*WHAT TO PRODUCE:* Turn the records below into a JSON list of strings with one string per line, omitting blank lines and the pictures.
[GIVEN RECORDS Boundary: Start]
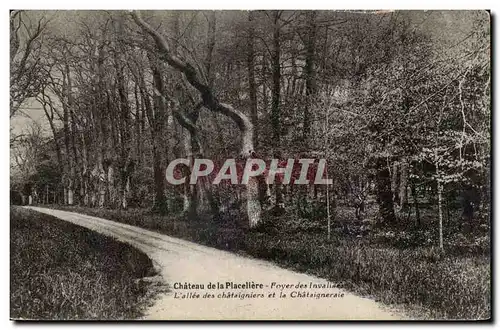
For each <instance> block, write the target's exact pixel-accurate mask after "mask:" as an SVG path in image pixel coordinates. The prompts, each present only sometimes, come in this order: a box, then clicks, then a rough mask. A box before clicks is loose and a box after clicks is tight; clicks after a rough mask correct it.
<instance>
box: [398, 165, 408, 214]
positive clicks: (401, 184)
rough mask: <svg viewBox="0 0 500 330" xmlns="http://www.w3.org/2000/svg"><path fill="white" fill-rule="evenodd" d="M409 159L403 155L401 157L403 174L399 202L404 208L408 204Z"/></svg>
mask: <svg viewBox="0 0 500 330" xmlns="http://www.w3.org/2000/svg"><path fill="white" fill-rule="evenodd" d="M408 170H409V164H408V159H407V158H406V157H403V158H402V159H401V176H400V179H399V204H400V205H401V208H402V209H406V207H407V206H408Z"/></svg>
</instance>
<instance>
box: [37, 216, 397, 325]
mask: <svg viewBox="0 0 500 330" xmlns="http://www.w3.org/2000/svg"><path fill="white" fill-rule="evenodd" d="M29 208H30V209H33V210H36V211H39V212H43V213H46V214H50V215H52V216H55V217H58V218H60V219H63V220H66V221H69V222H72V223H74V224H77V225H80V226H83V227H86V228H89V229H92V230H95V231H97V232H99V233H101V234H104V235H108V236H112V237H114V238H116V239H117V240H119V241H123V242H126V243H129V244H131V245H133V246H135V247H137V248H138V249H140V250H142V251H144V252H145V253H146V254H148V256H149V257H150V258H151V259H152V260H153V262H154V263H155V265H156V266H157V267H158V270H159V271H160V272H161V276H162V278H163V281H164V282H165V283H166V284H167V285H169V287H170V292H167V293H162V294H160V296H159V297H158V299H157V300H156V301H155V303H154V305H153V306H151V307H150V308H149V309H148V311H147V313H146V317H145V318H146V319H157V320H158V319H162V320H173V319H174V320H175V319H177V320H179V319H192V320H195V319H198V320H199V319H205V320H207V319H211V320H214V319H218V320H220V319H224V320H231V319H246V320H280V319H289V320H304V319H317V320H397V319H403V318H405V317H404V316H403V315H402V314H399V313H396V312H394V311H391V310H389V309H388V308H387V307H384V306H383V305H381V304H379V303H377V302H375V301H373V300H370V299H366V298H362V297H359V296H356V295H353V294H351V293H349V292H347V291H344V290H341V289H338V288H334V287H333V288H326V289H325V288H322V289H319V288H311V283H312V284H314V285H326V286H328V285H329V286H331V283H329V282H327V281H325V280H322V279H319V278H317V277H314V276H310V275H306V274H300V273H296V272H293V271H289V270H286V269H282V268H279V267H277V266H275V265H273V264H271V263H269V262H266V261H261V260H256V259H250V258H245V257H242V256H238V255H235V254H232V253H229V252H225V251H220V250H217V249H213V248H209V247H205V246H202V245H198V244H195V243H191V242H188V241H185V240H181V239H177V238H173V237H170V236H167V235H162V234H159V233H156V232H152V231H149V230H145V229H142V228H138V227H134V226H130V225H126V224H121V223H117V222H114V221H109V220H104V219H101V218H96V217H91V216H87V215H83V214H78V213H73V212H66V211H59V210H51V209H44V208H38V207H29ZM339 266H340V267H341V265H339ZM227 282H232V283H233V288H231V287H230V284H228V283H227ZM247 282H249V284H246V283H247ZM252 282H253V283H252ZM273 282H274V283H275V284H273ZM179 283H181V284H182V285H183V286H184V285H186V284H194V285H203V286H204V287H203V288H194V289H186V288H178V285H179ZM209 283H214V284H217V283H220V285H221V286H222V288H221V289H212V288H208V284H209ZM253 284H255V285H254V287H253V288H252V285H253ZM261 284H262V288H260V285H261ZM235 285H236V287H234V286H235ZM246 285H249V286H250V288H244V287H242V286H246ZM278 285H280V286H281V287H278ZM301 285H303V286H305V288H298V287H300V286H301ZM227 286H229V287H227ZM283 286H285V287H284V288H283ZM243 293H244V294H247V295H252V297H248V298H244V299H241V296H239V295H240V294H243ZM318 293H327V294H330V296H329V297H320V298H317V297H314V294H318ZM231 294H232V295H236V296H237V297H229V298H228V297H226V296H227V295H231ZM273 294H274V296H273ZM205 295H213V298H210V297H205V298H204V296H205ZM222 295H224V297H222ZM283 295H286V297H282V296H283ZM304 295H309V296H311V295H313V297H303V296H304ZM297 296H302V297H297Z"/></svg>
[GIVEN RECORDS Boundary: End]
*REPLY TO THE EXERCISE:*
[
  "For each <instance> block, write the target's exact pixel-accurate mask after \"mask:\" as an SVG path in image pixel coordinates. The prompts, each present only sometimes, come in this order: a box, then clicks, then a rough mask. A box before clicks is loose and a box after clicks is tight; clicks after a rough mask correct it.",
  "<instance>",
  "box: [398, 165, 408, 214]",
  "positive clicks: (401, 184)",
  "rough mask: <svg viewBox=\"0 0 500 330\" xmlns=\"http://www.w3.org/2000/svg\"><path fill=\"white\" fill-rule=\"evenodd\" d=\"M409 159L403 155L401 157L403 174L399 202L404 208L408 204Z\"/></svg>",
  "mask: <svg viewBox=\"0 0 500 330\" xmlns=\"http://www.w3.org/2000/svg\"><path fill=\"white\" fill-rule=\"evenodd\" d=\"M408 170H409V164H408V159H407V158H406V157H403V158H402V159H401V176H400V179H399V204H400V205H401V208H402V209H406V207H407V206H408Z\"/></svg>",
  "</instance>",
  "<instance>",
  "box: [37, 216, 397, 325]",
  "mask: <svg viewBox=\"0 0 500 330\" xmlns=\"http://www.w3.org/2000/svg\"><path fill=\"white\" fill-rule=\"evenodd\" d=\"M29 208H30V209H33V210H36V211H39V212H43V213H46V214H50V215H52V216H55V217H58V218H60V219H63V220H66V221H69V222H72V223H74V224H77V225H80V226H83V227H86V228H89V229H92V230H95V231H97V232H99V233H101V234H104V235H108V236H112V237H114V238H116V239H117V240H119V241H123V242H126V243H129V244H131V245H133V246H135V247H137V248H138V249H140V250H142V251H144V252H145V253H146V254H148V256H149V257H150V258H151V259H152V260H153V262H154V263H155V265H156V266H157V267H158V270H159V271H160V272H161V276H162V278H163V281H164V282H165V283H166V284H167V285H169V287H170V292H167V293H162V294H160V296H159V297H158V299H157V300H156V301H155V303H154V305H153V306H151V307H150V308H149V309H148V311H147V313H146V317H145V318H146V319H157V320H158V319H162V320H173V319H174V320H175V319H177V320H179V319H192V320H195V319H198V320H199V319H205V320H207V319H211V320H214V319H218V320H220V319H224V320H231V319H246V320H280V319H289V320H304V319H317V320H397V319H403V318H405V317H404V316H403V315H402V314H399V313H396V312H394V311H391V310H389V309H388V308H387V307H384V306H383V305H381V304H379V303H377V302H375V301H373V300H370V299H366V298H362V297H359V296H356V295H353V294H351V293H349V292H347V291H344V290H341V289H338V288H334V287H333V288H326V289H325V288H322V289H319V288H311V283H312V284H314V285H326V286H328V285H329V286H331V283H329V282H327V281H325V280H322V279H319V278H317V277H314V276H310V275H306V274H300V273H296V272H293V271H289V270H286V269H282V268H279V267H277V266H275V265H273V264H271V263H269V262H266V261H261V260H256V259H250V258H245V257H242V256H238V255H235V254H232V253H229V252H225V251H220V250H217V249H213V248H209V247H205V246H202V245H198V244H195V243H191V242H188V241H185V240H181V239H177V238H173V237H170V236H167V235H162V234H159V233H156V232H152V231H149V230H145V229H142V228H138V227H134V226H130V225H126V224H121V223H117V222H114V221H109V220H104V219H101V218H96V217H91V216H87V215H83V214H78V213H73V212H66V211H59V210H51V209H44V208H38V207H29ZM339 266H340V267H341V265H339ZM227 282H232V283H233V288H231V287H230V284H228V283H227ZM247 282H249V284H246V283H247ZM252 282H253V283H252ZM273 282H274V283H275V284H273ZM179 283H181V284H182V285H183V286H184V285H186V284H194V285H203V286H204V287H203V288H194V289H186V288H178V285H179ZM209 283H214V284H217V283H220V285H221V286H222V288H221V289H212V288H208V284H209ZM253 284H255V285H254V287H253V288H252V285H253ZM261 284H262V288H260V285H261ZM235 285H236V287H234V286H235ZM246 285H249V286H250V288H244V287H242V286H246ZM278 285H280V286H281V287H278ZM301 285H303V286H305V288H298V287H300V286H301ZM227 286H229V287H227ZM283 286H285V287H284V288H283ZM243 293H244V294H247V295H252V297H248V298H244V299H241V296H239V295H240V294H243ZM318 293H327V294H330V296H329V297H320V298H317V297H314V294H318ZM231 294H232V295H236V296H237V297H229V298H228V297H226V296H227V295H231ZM273 294H274V296H273ZM205 295H213V298H210V297H205V298H204V296H205ZM222 295H224V297H222ZM283 295H286V297H282V296H283ZM304 295H309V296H311V295H313V297H303V296H304ZM297 296H302V297H297Z\"/></svg>"
]